■ PROBLEM DESCRIPTION ■
Pick each line containing "washer" out of the records.

----

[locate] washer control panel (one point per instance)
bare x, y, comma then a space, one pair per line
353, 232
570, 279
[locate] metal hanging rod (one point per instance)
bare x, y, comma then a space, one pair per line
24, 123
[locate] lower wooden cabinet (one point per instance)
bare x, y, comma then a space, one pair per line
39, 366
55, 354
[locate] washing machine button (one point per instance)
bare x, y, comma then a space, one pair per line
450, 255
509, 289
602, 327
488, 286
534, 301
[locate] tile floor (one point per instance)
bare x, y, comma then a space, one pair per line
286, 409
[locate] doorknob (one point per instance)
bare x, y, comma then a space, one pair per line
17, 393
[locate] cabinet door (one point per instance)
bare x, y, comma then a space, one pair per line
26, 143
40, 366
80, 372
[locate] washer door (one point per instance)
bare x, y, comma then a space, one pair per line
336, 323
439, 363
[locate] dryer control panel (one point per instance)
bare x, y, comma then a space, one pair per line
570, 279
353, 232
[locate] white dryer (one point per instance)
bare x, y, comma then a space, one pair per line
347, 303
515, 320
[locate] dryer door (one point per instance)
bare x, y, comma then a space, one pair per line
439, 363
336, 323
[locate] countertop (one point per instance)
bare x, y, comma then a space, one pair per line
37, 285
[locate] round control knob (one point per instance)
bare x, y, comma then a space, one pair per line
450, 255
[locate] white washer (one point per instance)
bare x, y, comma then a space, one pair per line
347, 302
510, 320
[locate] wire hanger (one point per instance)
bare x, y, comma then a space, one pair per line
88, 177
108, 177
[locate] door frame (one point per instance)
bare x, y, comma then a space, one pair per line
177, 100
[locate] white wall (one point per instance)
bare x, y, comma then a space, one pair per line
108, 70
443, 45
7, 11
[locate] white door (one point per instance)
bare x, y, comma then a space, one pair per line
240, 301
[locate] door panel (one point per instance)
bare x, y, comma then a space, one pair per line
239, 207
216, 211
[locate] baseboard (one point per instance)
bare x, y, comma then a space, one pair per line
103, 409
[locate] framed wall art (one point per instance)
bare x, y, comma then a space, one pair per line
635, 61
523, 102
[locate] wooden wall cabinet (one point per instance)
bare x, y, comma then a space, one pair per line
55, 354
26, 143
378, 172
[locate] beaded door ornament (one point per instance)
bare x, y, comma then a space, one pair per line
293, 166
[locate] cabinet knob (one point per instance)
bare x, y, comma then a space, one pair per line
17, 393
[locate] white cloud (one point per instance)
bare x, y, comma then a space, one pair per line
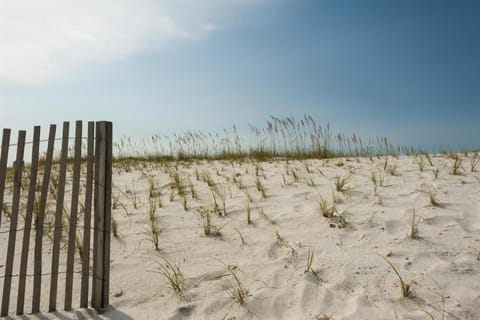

----

■ TASK RESPONSE ■
[locate] washer control panel (one point per instance)
[locate] washer door (one point per instance)
[locate] white washer (one point per instance)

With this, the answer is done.